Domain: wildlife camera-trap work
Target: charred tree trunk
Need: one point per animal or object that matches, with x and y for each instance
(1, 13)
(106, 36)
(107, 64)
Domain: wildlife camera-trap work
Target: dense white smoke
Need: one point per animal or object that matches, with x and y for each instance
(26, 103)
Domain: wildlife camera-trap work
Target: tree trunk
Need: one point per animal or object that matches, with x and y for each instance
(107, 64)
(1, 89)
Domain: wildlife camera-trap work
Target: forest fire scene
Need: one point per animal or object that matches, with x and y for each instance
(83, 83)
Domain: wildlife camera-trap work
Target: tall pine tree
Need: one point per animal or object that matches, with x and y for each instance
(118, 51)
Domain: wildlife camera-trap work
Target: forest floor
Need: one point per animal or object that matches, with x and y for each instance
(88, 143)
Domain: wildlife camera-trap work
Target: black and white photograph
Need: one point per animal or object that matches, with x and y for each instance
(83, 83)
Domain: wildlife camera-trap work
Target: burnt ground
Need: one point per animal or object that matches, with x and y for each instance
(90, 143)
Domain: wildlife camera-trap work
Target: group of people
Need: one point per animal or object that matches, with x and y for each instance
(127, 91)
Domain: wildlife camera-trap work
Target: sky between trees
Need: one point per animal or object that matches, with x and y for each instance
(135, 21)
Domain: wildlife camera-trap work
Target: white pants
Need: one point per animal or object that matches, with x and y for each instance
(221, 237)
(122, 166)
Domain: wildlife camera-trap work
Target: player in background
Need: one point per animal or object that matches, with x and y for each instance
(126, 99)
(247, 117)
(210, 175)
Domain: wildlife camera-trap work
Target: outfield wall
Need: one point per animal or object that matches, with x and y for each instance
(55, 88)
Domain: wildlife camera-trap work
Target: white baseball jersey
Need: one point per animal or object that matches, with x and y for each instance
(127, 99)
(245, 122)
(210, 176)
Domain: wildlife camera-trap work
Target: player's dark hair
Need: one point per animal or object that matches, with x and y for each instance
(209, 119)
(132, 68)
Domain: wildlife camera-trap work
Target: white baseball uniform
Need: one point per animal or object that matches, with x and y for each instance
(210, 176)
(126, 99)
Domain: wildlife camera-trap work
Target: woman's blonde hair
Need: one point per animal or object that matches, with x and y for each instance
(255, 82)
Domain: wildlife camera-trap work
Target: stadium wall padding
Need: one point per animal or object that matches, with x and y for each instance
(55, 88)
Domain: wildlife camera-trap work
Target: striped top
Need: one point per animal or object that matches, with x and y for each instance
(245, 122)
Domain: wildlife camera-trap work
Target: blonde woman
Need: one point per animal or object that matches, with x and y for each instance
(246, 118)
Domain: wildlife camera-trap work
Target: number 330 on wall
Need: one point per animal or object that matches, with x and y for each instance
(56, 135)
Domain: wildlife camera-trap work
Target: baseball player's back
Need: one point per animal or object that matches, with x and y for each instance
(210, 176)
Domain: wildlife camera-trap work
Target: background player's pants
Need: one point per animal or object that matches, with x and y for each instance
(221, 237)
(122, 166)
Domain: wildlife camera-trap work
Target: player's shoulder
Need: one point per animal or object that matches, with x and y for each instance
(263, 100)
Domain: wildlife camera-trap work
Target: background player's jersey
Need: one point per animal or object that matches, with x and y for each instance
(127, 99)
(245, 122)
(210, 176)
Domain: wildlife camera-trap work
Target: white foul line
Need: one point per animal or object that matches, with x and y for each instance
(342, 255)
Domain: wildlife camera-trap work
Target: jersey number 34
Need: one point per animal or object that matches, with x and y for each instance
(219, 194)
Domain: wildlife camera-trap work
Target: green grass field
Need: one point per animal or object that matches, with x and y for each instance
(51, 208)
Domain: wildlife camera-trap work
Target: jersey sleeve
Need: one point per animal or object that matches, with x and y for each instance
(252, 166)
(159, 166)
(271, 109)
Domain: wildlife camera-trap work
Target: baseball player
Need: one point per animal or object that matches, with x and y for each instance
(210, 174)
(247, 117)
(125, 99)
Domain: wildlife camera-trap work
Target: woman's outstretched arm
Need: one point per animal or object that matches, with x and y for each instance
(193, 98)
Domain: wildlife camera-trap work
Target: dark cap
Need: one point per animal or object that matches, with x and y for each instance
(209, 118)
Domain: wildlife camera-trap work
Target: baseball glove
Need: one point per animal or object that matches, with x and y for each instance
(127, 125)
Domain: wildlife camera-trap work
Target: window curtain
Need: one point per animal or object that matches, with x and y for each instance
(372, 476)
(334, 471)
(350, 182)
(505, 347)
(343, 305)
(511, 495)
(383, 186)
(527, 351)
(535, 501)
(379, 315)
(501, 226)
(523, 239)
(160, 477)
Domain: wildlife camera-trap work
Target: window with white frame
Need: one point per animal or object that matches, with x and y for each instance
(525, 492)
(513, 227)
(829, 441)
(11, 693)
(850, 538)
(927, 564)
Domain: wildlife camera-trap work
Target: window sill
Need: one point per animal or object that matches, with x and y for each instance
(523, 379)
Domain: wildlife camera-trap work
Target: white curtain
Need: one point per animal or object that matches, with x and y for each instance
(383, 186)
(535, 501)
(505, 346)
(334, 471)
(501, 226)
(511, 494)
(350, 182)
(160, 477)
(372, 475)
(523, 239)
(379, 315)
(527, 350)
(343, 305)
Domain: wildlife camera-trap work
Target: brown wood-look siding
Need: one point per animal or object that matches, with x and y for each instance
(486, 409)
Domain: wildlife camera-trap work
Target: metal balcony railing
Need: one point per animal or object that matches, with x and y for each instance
◆ ◆ ◆ ◆ ◆ ◆ ◆
### REQUIRED WORK
Reproduce all of the data exactly as given.

### OUTPUT FOR THIS EXERCISE
Domain: wildlife camera-trap work
Target: charred tree trunk
Need: one point per animal or object that matches, with x and y for each instance
(1, 13)
(106, 36)
(107, 64)
Domain: wildlife camera-trap work
Target: dense white smoke
Need: one point per animal or object that matches, with x and y for each instance
(26, 103)
Domain: wildlife camera-trap work
Target: tree trunk
Need: one point per animal or object that matches, with x and y for each instance
(107, 64)
(1, 89)
Domain: wildlife camera-trap work
Target: forest fire scene
Need: one point per animal or object that matches, with x and y for each instance
(83, 83)
Domain: wildlife camera-trap work
Target: tall pine tree
Need: one point per animal or object that matches, with x and y for each instance
(118, 51)
Domain: wildlife camera-trap work
Target: forest floor
Need: one point per animal or object that matches, with x and y for each instance
(88, 143)
Domain: wildlife camera-trap work
Target: black and white photograph
Need: one point per animal or object that matches, with x and y for each instance
(83, 83)
Domain: wildlife camera-trap work
Target: burnt ground
Need: one point per animal or object that matches, with x and y for each instance
(90, 143)
Domain: wildlife camera-trap work
Target: group of people
Need: one point per animal or object that matches, with x and y for each instance
(127, 91)
Domain: wildlife camera-trap work
Target: sky between trees
Need: one point per animal or object that matches, with x and y for each instance
(135, 21)
Domain: wildlife camera-trap work
Target: white pants
Need: one point per animal or object that matches, with x and y for each instance
(221, 237)
(122, 166)
Domain: wildlife camera-trap work
Target: player in background
Need: one point per animal or object that matches, with x and y for each instance
(126, 99)
(247, 117)
(210, 175)
Domain: wildlife camera-trap work
Target: outfield wall
Need: one point per animal or object that matches, with x and y for each instance
(55, 88)
Domain: wildlife camera-trap work
Target: white baseball jersey
Need: one point per animal or object that matches, with x and y for each instance
(127, 99)
(245, 122)
(210, 176)
Domain: wildlife camera-trap work
Target: player's dark hair
Need: one point per animal or object that matches, with x and y for each instance
(209, 119)
(132, 68)
Domain: wildlife camera-trap work
Target: white baseball uniform
Need: one point per animal or object that matches, with x and y for each instance
(210, 176)
(126, 99)
Domain: wildlife camera-trap work
Target: woman's blonde hair
Need: one point per animal or object that matches, with x and y for each instance
(255, 82)
Domain: wildlife camera-trap work
Target: stadium wall padding
Need: one point per animal or object that matches, with x and y for each instance
(55, 88)
Domain: wildlife camera-trap work
Target: striped top
Need: one point per animal or object that matches, with x and y for each instance
(245, 122)
Domain: wildlife camera-trap work
Target: blonde woman
Need: one point per animal or object that matches, with x and y for each instance
(246, 118)
Domain: wildlife camera-trap work
Target: number 330 on wall
Need: one point per animal or object that matches, with x and y for each instance
(56, 135)
Domain: wildlife camera-trap work
Target: baseball player's back
Need: one point per animal or object that matches, with x and y for each instance
(210, 176)
Domain: wildlife camera-trap work
Target: background player's pants
Need: one point per animal or object that matches, with x and y for each instance
(221, 237)
(122, 166)
Domain: wildlife camera-trap work
Target: player's shoulder
Need: one point per animal or object that matches, with x and y for each instance
(263, 100)
Domain: wildlife camera-trap work
Target: background player's jersey
Need: one point per animal or object that matches, with x and y for each instance
(127, 99)
(245, 122)
(210, 176)
Domain: wildlife camera-trap work
Target: white foul line
Need: one point per animal or object that matches, with x and y for each instance
(342, 255)
Domain: wildlife camera-trap work
Target: jersey number 34
Need: one point per animal or object that matches, with x and y for each instance
(219, 194)
Domain: wildlife camera-trap work
Target: green grass field
Need: one point per animal or object that matches, with x and y for each instance
(51, 208)
Domain: wildlife camera-trap work
Target: jersey sleeve
Need: one point per animal or object that matches, with x and y for each instance
(252, 166)
(159, 166)
(271, 109)
Domain: wildlife camera-trap work
Target: baseball player
Need: one point per animal or object that matches, with x and y for each instance
(210, 174)
(247, 117)
(125, 99)
Domain: wildlife camera-trap work
Target: woman's outstretched arm
Need: one point per animal or object that matches, with x and y for each instance
(193, 98)
Domain: wildlife camera-trap work
Target: dark cap
Need: one point per animal or object that matches, with x and y for each instance
(209, 118)
Domain: wildlife camera-trap work
Target: baseball glove
Need: one point per animal or object that matches, with x and y for each instance
(127, 125)
Domain: wildlife camera-trap work
Target: window curtain
Need: one point per animal or object that matches, with x and y for each instance
(372, 476)
(334, 471)
(350, 182)
(505, 347)
(343, 305)
(511, 495)
(383, 186)
(527, 351)
(535, 501)
(379, 315)
(501, 226)
(523, 239)
(160, 477)
Domain: wildlife camera-trap work
Target: window with white frame
Need: one point per animal or object that matches, with x and y for each instance
(525, 492)
(513, 227)
(829, 441)
(11, 693)
(850, 538)
(927, 564)
Domain: wildlife camera-trap work
Target: window sill
Need: one point per animal or object that matches, with x and y for each instance
(523, 379)
Domain: wildlife camera-trap work
Target: white curtain
Need: one point per animal or object that matches, with x and y for each instance
(383, 186)
(535, 501)
(505, 346)
(334, 471)
(501, 226)
(511, 494)
(350, 182)
(160, 477)
(372, 475)
(523, 239)
(379, 315)
(527, 350)
(343, 305)
Domain: wildlife camera-trap work
Target: brown wood-look siding
Need: one point per animal or object that matches, with x and y for each instance
(486, 409)
Domain: wildlife camera-trap work
Target: metal balcony railing
Need: one point per animal or object that matches, with x and y for each instance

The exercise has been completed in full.